What to produce:
Answer these questions using the year-in-review text below.
1. On what date did the Duke and Duchess of Cambridge's first child arrive?
2. Where did photographers spend weeks camped?
3. Which right-wing groups staged protests after Fusilier Rigby's death?

Supplied text:
++++++++

It was a year that will be remembered for historic events - both good and bad.
The birth of Prince George captured the imagination of a nation eager for a first glimpse of the future king.
But the killing of Fusilier Lee Rigby was greeted with shock and anger.
Tributes poured in following the death of former prime minister Baroness Thatcher, although many on the left criticised her policies.
And several high-profile names were tarnished by allegations of sexual abuse, while confidence in the meat industry was rocked by the horsemeat scandal.
There was huge anticipation surrounding the arrival of the Duke and Duchess of Cambridge's first child. The decision to keep Kate's due date secret meant photographers spent weeks camped outside the Lindo wing of St Mary's Hospital in London. The big day finally arrived on July 22, and the moment when the proud parents emerged from the hospital the following day with Prince George was broadcast around the world.
The joy of a Royal baby came in stark contrast to events exactly two months earlier in Woolwich, south-east London.
Fusilier Rigby's death, which was universally condemned, also sparked protests from right-wing groups including the British National Party and the English Defence League.

++++++++

Stored dataset entries
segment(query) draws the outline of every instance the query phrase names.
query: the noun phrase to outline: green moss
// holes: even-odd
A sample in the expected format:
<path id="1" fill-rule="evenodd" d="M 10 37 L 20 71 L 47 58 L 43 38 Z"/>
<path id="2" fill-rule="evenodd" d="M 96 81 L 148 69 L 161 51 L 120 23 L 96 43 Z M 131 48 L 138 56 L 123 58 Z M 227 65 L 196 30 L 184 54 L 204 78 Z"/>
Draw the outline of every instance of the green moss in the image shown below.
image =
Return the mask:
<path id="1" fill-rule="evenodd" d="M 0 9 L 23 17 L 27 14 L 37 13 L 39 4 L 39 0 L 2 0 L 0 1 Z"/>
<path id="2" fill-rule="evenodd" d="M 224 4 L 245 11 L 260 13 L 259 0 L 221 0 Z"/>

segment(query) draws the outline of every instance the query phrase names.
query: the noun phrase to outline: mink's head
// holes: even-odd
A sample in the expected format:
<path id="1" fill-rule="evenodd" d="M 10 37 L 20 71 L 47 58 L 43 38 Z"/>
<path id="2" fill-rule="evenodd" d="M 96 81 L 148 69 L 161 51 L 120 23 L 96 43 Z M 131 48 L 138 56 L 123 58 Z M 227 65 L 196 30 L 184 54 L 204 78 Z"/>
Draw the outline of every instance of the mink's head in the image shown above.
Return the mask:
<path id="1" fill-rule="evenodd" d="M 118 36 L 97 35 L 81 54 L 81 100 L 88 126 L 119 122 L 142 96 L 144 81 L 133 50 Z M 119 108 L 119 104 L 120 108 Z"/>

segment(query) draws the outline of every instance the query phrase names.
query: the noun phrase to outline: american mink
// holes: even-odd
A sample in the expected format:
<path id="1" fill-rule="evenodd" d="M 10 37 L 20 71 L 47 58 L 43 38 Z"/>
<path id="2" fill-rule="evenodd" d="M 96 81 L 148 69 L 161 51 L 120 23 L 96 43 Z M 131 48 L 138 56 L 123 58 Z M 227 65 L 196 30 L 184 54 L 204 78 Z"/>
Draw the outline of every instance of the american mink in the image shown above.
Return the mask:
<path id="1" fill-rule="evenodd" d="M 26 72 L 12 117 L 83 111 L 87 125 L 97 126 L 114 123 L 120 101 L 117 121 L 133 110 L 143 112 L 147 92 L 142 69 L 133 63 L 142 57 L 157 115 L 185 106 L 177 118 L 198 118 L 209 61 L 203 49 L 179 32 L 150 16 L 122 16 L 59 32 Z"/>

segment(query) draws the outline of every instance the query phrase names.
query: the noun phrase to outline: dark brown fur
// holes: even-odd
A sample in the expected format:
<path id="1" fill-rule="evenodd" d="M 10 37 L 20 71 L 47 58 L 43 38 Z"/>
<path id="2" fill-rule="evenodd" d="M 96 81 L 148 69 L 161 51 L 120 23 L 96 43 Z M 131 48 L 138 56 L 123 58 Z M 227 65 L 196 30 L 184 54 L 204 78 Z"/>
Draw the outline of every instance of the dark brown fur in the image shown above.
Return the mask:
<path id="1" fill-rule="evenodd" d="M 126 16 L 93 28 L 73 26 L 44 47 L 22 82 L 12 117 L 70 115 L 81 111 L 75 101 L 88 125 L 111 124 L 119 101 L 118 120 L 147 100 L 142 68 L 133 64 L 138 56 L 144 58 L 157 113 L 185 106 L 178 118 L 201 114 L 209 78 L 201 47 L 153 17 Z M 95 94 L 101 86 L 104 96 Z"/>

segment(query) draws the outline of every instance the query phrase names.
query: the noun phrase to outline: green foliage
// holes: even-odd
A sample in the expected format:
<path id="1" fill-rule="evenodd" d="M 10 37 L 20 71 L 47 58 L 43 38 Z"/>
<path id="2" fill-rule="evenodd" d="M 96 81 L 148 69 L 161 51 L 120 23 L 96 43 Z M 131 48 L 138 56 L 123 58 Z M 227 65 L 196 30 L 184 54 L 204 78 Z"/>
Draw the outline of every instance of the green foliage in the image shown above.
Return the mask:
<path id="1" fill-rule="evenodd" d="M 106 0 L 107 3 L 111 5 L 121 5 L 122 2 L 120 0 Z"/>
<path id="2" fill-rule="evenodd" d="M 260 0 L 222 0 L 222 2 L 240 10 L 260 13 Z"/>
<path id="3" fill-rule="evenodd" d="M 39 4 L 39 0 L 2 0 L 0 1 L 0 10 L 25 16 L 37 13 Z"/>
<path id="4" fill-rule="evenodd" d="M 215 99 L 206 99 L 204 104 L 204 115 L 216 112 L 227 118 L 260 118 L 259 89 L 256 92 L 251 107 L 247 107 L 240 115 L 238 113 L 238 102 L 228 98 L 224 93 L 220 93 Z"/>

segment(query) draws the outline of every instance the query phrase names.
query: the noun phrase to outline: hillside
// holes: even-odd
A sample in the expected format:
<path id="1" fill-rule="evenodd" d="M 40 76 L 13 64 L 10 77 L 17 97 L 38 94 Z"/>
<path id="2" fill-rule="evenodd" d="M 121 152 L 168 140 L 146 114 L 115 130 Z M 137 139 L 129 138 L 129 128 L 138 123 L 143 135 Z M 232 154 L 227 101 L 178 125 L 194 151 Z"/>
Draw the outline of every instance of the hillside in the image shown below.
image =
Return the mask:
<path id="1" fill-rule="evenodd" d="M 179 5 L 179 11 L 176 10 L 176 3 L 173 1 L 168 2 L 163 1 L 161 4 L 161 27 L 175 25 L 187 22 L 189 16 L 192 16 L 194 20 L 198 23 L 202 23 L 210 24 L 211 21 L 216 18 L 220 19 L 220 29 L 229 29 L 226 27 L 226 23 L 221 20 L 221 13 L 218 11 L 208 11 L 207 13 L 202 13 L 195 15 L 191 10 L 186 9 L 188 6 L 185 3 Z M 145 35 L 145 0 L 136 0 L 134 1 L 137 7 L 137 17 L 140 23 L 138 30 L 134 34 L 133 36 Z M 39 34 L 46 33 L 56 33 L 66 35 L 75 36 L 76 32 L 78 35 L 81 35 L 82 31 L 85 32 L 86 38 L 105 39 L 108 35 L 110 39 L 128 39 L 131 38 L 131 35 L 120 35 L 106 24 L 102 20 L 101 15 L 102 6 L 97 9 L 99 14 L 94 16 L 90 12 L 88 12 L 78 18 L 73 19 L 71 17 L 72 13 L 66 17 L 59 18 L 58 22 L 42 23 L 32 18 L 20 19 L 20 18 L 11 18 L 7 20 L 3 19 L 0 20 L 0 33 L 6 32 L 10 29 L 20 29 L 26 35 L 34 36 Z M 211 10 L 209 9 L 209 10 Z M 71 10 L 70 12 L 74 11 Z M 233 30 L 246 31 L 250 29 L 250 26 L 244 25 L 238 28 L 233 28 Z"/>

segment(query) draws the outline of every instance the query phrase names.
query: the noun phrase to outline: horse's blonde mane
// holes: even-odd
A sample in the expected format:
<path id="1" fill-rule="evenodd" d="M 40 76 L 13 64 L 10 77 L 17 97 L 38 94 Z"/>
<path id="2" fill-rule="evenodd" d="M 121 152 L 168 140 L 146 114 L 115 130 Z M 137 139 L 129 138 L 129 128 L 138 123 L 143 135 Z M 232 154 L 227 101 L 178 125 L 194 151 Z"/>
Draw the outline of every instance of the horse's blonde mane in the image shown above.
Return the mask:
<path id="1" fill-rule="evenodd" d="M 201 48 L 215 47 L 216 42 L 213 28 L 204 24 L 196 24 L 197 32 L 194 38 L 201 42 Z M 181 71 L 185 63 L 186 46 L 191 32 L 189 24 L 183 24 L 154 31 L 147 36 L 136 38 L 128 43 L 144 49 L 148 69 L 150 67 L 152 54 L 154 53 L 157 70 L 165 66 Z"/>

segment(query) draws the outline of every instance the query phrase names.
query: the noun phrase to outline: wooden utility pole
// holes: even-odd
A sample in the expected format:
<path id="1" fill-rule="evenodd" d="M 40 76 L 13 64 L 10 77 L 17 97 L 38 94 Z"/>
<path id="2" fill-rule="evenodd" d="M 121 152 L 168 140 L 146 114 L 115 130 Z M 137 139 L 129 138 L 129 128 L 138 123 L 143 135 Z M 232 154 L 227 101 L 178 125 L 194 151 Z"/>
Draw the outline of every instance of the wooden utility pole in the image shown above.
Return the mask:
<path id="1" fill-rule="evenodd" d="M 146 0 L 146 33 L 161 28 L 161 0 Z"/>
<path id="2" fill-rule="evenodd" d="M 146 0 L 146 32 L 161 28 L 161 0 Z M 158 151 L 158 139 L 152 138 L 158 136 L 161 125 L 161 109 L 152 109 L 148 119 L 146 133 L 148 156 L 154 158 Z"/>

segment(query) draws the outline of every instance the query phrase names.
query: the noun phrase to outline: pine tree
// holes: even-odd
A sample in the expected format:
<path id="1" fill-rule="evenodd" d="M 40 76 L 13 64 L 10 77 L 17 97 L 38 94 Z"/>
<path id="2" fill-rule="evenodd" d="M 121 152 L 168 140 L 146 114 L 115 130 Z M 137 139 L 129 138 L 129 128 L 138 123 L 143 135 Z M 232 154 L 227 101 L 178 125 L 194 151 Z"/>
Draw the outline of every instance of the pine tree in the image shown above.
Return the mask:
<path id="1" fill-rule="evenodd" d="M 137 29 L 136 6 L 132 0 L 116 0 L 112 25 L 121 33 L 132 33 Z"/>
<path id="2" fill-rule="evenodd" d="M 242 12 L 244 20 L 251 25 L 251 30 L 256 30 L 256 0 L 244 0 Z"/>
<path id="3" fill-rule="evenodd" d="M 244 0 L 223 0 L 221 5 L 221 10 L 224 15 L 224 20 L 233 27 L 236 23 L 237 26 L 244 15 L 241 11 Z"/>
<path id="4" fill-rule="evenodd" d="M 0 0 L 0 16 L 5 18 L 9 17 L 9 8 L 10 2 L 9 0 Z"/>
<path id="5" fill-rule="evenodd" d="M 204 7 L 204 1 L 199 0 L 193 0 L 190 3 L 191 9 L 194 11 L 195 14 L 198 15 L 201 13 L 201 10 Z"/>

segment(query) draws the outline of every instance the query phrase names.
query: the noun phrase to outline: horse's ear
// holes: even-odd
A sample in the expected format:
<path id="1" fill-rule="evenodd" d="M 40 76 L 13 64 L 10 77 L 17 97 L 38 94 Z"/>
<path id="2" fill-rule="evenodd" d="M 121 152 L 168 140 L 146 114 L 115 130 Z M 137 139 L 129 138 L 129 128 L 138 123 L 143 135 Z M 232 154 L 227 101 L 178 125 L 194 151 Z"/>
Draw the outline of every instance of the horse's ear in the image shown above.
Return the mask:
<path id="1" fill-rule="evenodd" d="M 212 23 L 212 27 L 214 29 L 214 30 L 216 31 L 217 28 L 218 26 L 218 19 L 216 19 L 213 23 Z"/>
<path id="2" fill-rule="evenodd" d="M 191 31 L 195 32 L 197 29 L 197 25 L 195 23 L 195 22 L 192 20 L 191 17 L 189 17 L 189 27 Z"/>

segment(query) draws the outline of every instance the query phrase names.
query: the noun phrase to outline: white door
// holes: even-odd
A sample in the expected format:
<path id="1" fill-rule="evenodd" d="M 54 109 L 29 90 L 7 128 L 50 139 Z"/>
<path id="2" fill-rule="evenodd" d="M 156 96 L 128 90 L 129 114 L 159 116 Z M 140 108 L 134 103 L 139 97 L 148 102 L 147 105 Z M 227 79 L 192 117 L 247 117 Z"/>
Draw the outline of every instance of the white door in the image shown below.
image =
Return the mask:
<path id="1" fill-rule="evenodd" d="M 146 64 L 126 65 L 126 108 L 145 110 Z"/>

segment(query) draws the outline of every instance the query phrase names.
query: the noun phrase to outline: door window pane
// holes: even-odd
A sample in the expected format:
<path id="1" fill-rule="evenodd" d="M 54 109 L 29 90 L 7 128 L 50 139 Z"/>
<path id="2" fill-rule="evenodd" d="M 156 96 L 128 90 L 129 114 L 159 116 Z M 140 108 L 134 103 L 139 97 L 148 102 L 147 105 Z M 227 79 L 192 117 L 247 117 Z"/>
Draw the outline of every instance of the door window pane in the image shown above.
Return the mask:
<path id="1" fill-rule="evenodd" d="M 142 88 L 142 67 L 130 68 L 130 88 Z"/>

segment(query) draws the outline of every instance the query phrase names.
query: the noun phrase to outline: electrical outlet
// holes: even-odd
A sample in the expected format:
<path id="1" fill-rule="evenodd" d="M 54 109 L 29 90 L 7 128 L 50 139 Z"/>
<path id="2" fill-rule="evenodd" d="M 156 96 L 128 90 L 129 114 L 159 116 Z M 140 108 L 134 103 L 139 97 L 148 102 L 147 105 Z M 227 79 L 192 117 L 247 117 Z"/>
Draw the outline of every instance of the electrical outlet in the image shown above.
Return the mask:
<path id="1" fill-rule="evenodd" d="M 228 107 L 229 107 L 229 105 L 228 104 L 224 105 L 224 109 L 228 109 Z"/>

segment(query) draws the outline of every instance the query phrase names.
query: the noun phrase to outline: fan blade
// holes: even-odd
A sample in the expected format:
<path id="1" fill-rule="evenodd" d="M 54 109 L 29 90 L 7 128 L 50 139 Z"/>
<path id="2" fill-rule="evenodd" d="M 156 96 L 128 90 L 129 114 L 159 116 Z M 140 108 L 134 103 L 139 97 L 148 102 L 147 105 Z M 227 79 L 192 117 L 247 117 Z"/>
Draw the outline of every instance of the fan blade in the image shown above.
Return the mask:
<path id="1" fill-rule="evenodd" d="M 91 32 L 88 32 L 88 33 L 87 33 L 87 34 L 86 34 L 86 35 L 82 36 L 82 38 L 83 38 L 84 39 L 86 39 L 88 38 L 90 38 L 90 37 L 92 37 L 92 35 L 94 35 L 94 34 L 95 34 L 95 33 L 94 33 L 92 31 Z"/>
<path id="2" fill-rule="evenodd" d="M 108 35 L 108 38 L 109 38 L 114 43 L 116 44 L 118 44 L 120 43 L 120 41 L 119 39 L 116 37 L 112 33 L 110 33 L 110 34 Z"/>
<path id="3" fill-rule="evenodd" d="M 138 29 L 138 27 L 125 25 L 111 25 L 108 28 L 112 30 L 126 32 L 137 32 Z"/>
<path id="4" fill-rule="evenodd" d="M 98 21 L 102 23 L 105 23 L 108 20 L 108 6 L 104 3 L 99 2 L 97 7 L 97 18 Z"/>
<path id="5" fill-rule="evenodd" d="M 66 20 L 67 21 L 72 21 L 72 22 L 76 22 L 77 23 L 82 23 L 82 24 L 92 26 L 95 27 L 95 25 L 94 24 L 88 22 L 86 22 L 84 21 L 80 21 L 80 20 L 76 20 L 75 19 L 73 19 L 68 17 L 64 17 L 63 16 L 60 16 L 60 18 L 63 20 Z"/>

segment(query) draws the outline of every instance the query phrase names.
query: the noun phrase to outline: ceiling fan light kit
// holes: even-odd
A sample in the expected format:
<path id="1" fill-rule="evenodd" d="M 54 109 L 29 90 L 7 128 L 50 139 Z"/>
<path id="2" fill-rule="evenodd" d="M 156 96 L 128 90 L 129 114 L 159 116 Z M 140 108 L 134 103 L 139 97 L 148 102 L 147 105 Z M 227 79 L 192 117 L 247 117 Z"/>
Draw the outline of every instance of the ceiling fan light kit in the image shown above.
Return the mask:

++++++++

Output of the exercise:
1. July 22.
2. Outside the Lindo wing of St Mary's Hospital in London.
3. The British National Party and the English Defence League.